*** Recorded data Section Begins ***

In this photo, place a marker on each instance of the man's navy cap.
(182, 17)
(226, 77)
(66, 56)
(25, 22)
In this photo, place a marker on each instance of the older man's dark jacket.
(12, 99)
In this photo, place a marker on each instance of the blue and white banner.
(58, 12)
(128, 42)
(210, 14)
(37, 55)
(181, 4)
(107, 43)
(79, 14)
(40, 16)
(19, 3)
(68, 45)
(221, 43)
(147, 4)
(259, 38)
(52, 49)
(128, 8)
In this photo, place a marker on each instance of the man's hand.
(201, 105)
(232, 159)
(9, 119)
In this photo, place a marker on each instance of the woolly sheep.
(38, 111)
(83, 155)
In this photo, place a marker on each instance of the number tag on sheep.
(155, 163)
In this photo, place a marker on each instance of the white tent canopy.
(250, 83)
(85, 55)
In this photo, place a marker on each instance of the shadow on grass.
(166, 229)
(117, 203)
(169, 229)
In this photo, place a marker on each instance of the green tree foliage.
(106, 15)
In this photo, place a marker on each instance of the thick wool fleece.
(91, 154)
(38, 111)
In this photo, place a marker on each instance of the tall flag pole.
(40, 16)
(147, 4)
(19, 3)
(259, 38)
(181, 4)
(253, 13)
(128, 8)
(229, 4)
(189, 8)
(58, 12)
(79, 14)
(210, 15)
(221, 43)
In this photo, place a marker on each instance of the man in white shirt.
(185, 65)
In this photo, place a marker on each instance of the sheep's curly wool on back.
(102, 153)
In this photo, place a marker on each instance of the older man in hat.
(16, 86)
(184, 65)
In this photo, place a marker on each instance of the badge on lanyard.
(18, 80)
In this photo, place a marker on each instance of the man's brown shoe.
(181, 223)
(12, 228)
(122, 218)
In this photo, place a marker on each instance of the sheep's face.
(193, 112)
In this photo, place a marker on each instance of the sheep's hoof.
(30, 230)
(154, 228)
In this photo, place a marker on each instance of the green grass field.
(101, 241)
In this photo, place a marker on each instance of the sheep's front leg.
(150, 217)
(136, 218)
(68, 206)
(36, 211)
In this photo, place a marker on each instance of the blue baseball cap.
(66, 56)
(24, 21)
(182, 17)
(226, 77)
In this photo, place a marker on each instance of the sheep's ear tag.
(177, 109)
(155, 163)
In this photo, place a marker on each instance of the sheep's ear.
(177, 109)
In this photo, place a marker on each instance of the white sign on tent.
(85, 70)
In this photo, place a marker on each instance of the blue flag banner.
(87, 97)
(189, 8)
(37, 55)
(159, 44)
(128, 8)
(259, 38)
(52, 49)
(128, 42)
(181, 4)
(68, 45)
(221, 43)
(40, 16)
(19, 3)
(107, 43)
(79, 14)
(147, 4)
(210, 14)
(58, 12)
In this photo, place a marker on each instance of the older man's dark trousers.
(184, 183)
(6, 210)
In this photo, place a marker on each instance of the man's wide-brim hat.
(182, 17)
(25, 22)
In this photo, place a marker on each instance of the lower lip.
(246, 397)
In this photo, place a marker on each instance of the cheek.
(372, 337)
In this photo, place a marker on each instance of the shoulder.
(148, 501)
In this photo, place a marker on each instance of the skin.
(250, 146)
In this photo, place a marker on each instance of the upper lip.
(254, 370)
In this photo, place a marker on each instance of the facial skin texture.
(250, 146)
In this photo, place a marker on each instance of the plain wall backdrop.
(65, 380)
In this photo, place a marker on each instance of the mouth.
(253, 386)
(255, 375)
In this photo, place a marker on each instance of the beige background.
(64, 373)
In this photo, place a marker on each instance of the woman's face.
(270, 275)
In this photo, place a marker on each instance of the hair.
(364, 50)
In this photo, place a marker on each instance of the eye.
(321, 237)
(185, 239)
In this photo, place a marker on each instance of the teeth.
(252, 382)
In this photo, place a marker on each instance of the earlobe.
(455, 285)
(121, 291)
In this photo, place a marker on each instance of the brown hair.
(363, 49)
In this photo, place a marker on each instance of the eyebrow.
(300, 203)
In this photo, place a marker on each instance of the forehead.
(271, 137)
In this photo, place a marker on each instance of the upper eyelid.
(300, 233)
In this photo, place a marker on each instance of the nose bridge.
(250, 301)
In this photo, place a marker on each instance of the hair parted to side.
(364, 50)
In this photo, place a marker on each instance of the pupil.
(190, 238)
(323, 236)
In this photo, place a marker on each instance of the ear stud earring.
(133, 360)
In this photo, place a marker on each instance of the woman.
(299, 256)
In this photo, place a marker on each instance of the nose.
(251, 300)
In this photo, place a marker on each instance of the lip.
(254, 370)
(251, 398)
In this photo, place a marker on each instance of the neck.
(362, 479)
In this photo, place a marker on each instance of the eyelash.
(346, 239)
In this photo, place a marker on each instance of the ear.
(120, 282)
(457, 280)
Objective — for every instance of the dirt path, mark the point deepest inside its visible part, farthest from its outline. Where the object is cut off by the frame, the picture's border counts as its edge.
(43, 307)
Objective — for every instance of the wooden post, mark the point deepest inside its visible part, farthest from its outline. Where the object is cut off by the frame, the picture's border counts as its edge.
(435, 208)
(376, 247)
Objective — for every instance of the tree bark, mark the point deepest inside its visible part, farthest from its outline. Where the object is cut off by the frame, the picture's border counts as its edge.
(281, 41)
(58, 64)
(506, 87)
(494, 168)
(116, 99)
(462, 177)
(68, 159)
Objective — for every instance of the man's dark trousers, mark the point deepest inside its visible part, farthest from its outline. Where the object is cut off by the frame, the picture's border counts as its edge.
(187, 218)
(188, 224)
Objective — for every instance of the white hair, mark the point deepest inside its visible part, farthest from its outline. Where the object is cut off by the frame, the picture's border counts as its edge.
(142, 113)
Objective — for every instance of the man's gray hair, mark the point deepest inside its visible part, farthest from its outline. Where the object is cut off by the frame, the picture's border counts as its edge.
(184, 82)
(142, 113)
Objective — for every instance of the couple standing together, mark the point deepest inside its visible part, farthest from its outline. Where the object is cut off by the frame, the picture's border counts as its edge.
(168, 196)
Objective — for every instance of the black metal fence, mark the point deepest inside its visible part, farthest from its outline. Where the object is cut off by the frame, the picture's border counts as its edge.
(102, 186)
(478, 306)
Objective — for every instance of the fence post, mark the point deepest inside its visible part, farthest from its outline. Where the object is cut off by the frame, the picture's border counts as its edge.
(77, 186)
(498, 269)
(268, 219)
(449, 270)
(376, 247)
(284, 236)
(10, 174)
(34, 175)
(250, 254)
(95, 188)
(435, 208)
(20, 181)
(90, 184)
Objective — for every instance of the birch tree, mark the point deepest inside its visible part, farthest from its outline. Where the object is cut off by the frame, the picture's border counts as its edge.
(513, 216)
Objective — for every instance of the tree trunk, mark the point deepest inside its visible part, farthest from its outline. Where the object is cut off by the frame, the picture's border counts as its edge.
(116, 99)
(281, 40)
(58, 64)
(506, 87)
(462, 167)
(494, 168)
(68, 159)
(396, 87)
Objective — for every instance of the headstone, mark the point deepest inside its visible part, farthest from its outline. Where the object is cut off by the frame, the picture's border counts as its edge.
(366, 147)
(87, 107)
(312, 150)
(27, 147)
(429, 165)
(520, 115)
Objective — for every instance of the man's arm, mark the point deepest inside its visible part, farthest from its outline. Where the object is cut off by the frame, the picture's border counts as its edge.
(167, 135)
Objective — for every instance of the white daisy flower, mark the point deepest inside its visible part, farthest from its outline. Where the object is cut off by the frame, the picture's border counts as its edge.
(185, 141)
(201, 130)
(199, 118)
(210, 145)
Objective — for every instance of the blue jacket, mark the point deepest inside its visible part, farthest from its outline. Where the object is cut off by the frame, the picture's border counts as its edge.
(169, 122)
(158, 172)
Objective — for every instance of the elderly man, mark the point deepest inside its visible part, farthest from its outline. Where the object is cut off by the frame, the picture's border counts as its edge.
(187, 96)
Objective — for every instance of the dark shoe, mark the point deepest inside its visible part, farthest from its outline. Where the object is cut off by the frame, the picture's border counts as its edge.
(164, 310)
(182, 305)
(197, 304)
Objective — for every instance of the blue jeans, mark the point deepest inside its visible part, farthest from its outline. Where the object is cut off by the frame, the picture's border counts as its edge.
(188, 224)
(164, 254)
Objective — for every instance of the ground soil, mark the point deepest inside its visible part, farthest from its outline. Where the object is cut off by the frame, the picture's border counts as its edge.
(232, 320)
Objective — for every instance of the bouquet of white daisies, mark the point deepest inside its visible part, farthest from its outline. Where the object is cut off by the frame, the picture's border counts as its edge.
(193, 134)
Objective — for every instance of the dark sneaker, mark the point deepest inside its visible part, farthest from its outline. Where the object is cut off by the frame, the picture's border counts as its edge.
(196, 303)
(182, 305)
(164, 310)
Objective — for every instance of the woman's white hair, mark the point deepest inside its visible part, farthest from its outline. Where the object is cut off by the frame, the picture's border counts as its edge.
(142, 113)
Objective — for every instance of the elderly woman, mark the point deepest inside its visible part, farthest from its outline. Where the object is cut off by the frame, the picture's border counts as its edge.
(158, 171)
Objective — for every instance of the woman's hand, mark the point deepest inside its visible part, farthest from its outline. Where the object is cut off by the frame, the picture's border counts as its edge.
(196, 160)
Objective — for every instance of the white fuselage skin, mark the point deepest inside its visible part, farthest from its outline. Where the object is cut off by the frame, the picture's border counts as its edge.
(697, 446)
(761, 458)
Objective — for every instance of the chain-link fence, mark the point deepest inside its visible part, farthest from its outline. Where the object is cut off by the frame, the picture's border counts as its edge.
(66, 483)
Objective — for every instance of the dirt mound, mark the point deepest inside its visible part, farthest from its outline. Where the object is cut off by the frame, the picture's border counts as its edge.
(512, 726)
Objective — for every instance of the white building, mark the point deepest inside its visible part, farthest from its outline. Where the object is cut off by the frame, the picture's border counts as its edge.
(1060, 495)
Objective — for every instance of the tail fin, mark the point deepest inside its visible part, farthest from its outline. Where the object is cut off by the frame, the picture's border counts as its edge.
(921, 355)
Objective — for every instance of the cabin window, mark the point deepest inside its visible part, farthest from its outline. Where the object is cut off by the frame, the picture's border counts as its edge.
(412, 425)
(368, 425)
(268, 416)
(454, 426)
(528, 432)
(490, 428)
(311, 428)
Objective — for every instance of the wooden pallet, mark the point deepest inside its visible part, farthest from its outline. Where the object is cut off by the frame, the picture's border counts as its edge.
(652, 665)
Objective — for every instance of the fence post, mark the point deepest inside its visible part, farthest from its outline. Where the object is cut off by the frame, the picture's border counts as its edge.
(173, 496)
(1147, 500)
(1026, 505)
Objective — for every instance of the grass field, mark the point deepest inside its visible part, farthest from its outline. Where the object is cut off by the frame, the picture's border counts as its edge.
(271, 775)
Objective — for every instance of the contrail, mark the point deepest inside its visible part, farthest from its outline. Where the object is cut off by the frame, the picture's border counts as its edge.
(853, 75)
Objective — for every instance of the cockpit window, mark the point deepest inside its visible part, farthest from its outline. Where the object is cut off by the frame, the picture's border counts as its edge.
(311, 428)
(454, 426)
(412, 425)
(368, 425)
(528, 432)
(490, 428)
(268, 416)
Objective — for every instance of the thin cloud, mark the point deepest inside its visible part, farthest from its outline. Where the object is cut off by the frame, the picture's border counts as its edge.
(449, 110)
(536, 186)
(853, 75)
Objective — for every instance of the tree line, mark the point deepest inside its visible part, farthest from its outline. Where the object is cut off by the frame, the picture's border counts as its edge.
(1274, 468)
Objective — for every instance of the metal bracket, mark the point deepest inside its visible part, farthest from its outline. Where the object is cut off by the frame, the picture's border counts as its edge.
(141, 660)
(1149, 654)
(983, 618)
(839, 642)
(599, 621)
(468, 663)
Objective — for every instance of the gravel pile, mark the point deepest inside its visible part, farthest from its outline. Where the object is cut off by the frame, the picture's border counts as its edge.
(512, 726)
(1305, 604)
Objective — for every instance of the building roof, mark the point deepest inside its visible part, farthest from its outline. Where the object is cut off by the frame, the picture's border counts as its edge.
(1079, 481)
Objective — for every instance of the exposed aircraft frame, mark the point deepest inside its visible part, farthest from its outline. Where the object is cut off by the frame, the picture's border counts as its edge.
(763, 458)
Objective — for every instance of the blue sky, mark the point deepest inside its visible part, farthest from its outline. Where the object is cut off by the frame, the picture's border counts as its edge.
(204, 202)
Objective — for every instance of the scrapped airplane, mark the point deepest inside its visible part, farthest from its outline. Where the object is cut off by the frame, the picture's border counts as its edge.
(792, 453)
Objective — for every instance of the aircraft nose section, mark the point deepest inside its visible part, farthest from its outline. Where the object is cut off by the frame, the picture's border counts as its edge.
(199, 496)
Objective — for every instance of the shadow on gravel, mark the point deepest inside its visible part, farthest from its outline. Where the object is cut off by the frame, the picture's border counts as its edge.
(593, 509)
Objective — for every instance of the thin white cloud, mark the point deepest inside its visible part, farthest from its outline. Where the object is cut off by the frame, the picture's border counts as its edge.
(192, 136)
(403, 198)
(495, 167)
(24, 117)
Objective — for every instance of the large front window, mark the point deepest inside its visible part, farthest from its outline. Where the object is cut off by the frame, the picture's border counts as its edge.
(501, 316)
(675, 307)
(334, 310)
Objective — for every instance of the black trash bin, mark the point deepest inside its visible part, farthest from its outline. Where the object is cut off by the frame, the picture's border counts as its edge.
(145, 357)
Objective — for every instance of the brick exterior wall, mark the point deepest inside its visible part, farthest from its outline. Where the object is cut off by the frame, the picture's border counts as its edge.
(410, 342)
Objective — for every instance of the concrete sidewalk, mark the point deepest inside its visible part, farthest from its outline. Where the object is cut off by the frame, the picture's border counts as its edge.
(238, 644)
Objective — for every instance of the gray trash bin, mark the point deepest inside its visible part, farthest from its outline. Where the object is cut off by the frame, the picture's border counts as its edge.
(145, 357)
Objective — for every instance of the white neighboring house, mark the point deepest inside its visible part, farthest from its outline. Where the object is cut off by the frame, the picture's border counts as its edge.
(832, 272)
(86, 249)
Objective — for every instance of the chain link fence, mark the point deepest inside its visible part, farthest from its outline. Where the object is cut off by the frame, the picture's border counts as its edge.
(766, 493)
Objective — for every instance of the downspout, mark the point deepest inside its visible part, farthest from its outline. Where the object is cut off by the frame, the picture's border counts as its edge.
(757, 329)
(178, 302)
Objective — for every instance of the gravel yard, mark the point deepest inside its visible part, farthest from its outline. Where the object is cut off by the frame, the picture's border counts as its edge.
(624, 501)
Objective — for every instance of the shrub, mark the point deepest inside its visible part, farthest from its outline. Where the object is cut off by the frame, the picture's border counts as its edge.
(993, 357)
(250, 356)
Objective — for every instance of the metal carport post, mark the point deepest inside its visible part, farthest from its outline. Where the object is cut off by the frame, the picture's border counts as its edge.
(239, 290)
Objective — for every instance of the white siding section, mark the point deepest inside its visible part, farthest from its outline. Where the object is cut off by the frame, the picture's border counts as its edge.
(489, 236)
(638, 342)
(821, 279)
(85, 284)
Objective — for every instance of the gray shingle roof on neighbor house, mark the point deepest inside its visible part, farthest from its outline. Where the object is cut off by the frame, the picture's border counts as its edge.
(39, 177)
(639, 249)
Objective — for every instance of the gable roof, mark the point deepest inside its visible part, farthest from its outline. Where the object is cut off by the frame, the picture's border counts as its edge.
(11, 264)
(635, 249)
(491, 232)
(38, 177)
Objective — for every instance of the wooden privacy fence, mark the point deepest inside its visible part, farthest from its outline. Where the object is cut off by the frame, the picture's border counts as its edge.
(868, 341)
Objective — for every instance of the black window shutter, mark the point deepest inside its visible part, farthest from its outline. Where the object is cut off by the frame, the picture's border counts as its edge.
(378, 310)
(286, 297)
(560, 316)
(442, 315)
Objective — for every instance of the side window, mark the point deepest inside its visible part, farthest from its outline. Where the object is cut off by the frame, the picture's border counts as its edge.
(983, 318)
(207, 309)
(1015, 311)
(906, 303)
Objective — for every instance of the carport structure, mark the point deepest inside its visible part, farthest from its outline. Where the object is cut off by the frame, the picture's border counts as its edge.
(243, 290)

*** Recorded data Section Ends ***

Nothing but the lines from the one containing "Objective — for every instance of the gable" through the final line of the listing above belongs in the answer; set them down exactly.

» Expected answer:
Objective — for every instance of the gable roof, mark the point deepest inside its visible part, farthest from its outline. Where the object is cut off by the frame, the picture's border counts as its edge.
(11, 264)
(635, 249)
(491, 232)
(38, 177)
Objective — for every instance of the wooden privacy fence, mark the point deepest inside its visible part, farthest from its outline. Where the object is cut off by the frame, the picture's border counts as its edge.
(868, 341)
Objective — for every instance of the black window shutter, mark the point deepest inside its visible part, farthest from its outline. Where the object is cut off by the frame, the picture's border counts as its edge.
(378, 310)
(286, 297)
(560, 316)
(442, 315)
Objective — for every instance of the side window, mark the point deepest inside its visible part, farthest from its outline. Where the object is cut off by the frame, the picture's border counts as its edge.
(983, 318)
(207, 309)
(1015, 311)
(906, 303)
Objective — for every instance of the carport structure, mark the point deepest inside its visible part, farthest from its outline. Where the object is cut off by the frame, the picture's border counts as its edge.
(243, 290)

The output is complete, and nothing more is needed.